Work instructions:
Reproduce only the lines from the line containing "Which spot lies innermost in each instance of the floral" to the end of the entries below, including both of those lines.
*** Block opens ***
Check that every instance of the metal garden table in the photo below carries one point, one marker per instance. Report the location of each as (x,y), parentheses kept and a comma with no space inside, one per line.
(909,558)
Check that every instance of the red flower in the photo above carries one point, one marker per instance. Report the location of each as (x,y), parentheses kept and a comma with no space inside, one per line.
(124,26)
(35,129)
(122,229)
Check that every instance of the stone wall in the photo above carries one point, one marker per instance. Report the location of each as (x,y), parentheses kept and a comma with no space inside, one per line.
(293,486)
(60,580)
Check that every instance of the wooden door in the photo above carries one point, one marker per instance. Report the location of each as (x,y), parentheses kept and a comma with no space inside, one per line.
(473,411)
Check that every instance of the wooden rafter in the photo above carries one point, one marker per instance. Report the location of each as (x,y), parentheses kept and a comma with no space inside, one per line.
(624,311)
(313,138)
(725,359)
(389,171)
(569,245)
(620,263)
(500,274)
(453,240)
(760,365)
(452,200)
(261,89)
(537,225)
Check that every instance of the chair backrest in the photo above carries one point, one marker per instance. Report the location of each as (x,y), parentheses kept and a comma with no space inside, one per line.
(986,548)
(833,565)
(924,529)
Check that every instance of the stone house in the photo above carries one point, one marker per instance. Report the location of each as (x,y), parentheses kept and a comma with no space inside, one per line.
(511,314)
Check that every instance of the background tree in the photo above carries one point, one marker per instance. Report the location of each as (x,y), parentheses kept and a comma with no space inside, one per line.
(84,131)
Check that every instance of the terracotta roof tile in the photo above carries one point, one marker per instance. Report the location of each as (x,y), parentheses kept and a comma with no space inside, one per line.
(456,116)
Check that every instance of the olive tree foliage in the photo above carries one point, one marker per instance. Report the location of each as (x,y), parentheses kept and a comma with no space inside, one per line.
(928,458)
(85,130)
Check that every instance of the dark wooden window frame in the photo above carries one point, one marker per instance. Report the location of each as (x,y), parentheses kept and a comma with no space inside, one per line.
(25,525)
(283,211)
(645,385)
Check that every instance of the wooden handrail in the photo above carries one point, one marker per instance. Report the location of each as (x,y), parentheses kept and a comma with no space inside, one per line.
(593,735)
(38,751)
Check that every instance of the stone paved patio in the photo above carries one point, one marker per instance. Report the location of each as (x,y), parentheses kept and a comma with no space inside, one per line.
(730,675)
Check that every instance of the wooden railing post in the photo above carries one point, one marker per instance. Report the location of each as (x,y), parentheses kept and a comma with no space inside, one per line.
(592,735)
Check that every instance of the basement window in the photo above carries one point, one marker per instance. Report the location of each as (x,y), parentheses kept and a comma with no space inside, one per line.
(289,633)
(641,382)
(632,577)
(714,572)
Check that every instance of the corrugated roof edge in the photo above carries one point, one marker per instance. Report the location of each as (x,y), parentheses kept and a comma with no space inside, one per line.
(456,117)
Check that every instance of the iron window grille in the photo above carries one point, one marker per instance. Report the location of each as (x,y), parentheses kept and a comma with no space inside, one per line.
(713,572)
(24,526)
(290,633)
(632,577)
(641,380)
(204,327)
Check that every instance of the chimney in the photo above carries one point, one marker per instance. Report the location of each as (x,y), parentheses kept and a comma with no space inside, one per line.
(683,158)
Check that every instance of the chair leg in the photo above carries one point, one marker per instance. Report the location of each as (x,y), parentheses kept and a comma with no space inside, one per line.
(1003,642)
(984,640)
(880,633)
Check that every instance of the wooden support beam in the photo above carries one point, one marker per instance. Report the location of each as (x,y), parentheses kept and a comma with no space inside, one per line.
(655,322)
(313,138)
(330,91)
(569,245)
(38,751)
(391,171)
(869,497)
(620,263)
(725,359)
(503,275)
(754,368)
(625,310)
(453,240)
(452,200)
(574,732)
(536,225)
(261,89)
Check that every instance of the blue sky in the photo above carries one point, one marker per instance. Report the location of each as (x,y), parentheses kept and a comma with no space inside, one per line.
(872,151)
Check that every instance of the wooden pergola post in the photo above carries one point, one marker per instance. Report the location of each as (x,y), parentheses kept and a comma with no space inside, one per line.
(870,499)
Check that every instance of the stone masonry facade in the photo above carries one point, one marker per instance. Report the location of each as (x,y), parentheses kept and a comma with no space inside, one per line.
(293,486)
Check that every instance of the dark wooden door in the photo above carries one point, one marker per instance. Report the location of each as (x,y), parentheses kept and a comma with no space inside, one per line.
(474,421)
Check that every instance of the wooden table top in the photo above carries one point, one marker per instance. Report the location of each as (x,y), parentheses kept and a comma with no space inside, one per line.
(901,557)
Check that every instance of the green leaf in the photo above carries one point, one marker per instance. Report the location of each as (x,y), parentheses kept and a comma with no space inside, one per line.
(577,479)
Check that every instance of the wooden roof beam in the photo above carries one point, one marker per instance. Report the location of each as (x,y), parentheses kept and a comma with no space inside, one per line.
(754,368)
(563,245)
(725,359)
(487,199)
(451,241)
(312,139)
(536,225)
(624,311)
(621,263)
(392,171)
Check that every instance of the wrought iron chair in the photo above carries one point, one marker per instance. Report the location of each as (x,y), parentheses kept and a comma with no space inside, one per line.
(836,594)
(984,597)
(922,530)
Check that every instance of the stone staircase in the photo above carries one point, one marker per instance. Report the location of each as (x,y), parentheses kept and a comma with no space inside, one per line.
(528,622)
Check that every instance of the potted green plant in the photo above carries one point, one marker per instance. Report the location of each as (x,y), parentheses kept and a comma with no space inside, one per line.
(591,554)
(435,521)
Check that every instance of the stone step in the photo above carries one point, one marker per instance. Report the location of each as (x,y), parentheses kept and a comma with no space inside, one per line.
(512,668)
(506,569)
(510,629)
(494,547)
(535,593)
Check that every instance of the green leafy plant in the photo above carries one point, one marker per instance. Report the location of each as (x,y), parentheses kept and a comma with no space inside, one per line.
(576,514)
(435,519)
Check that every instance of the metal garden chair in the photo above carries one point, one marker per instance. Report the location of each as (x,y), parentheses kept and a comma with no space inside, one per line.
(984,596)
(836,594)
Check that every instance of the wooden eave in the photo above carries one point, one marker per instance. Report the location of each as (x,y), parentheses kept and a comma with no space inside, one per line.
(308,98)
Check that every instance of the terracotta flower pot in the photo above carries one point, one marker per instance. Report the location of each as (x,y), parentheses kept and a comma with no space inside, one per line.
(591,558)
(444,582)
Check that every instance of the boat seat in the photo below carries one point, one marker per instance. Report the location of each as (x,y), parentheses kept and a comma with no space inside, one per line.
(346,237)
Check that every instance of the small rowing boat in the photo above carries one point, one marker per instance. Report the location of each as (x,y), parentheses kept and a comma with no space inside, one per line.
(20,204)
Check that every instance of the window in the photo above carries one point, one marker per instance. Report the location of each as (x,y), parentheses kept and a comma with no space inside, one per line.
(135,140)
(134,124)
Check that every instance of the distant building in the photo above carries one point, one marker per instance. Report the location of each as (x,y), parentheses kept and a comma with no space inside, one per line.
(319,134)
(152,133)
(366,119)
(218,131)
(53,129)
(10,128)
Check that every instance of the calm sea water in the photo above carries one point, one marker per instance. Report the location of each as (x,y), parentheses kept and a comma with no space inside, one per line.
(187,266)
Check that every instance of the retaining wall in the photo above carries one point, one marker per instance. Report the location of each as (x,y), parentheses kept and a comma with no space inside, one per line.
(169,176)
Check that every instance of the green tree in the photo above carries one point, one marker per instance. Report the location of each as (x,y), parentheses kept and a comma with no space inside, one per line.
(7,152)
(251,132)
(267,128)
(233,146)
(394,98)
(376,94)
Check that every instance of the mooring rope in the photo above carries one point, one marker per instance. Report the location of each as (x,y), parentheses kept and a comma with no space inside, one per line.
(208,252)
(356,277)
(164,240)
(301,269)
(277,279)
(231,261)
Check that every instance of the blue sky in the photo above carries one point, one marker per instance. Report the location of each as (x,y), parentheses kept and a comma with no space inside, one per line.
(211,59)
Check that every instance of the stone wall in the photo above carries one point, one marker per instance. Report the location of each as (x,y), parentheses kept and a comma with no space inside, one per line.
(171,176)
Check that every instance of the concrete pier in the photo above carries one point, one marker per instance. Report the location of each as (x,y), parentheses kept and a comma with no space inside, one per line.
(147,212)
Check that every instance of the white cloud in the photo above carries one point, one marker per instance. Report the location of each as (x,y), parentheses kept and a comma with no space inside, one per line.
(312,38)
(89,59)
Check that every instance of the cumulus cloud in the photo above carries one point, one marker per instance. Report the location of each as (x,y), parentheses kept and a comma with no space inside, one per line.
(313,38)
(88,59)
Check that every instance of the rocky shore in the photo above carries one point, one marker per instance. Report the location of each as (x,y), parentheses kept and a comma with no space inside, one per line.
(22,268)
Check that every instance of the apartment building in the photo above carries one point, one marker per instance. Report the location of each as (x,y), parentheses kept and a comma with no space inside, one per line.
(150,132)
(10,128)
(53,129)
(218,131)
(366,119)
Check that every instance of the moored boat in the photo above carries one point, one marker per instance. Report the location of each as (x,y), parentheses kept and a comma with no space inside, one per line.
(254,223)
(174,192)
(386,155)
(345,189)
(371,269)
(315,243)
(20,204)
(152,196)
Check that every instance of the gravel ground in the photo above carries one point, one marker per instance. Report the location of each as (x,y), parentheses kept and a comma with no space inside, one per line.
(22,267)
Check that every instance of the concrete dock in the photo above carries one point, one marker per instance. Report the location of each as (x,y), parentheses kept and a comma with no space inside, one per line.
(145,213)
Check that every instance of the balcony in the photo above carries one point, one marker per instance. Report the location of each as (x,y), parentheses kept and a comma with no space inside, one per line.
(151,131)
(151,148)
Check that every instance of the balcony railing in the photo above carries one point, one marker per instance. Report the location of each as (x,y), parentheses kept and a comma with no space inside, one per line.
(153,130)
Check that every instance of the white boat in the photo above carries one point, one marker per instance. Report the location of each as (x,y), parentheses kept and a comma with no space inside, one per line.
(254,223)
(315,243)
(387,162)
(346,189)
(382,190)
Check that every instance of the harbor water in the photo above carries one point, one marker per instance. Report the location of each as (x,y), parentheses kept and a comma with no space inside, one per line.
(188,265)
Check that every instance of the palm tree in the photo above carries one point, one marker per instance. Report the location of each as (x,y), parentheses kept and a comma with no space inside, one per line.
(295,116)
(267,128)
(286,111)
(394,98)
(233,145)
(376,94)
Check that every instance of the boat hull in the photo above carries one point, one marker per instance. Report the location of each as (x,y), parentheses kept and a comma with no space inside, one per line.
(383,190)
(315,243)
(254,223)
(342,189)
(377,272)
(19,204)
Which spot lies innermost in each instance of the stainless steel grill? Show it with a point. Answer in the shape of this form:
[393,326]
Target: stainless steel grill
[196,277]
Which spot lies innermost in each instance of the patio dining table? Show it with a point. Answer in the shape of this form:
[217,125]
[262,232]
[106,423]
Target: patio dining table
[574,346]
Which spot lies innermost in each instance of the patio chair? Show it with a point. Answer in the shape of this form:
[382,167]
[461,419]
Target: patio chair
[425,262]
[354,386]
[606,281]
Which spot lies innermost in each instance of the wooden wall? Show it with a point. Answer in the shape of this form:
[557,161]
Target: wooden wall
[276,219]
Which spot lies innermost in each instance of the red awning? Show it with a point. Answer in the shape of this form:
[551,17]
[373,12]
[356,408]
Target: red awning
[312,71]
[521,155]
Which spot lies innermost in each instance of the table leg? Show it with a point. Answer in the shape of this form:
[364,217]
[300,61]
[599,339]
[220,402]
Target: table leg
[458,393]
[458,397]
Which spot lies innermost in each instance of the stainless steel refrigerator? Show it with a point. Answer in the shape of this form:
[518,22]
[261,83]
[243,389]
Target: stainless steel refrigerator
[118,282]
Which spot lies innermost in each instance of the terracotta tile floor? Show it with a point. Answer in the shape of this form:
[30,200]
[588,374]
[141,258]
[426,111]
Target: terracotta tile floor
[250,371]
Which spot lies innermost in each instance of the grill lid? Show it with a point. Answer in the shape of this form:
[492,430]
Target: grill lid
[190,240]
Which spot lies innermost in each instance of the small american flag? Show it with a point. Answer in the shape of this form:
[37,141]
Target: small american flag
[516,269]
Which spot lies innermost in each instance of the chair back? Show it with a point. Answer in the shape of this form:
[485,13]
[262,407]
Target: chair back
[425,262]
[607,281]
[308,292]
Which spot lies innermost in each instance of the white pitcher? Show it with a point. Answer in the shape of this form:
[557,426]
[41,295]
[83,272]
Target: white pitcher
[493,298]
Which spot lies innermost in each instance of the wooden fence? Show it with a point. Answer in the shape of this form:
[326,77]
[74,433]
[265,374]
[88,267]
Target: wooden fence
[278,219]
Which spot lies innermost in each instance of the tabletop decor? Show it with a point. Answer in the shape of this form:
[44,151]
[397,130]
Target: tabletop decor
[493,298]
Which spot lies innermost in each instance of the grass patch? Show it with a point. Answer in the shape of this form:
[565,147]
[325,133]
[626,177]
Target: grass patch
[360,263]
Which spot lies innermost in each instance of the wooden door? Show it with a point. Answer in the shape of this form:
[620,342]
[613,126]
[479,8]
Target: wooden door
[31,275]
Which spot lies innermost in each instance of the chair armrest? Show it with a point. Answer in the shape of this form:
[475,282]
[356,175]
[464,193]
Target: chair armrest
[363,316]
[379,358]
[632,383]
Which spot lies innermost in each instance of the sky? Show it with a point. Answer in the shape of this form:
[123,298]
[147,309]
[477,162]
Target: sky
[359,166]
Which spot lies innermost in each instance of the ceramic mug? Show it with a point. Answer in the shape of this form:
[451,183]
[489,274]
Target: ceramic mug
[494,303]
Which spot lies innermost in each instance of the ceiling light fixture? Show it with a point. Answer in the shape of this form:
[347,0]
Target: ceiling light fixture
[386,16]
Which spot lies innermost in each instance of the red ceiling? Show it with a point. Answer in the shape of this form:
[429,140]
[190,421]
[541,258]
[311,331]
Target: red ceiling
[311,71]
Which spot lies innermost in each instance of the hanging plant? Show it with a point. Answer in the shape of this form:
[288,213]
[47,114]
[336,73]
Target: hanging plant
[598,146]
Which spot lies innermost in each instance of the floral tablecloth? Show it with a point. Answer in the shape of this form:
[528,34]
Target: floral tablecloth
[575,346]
*** Block closes ***
Output for this exercise:
Which spot lies innermost in each instance of the floral tablecloth? Show it with a point. Answer in the shape of this form:
[528,34]
Target: floral tablecloth
[575,346]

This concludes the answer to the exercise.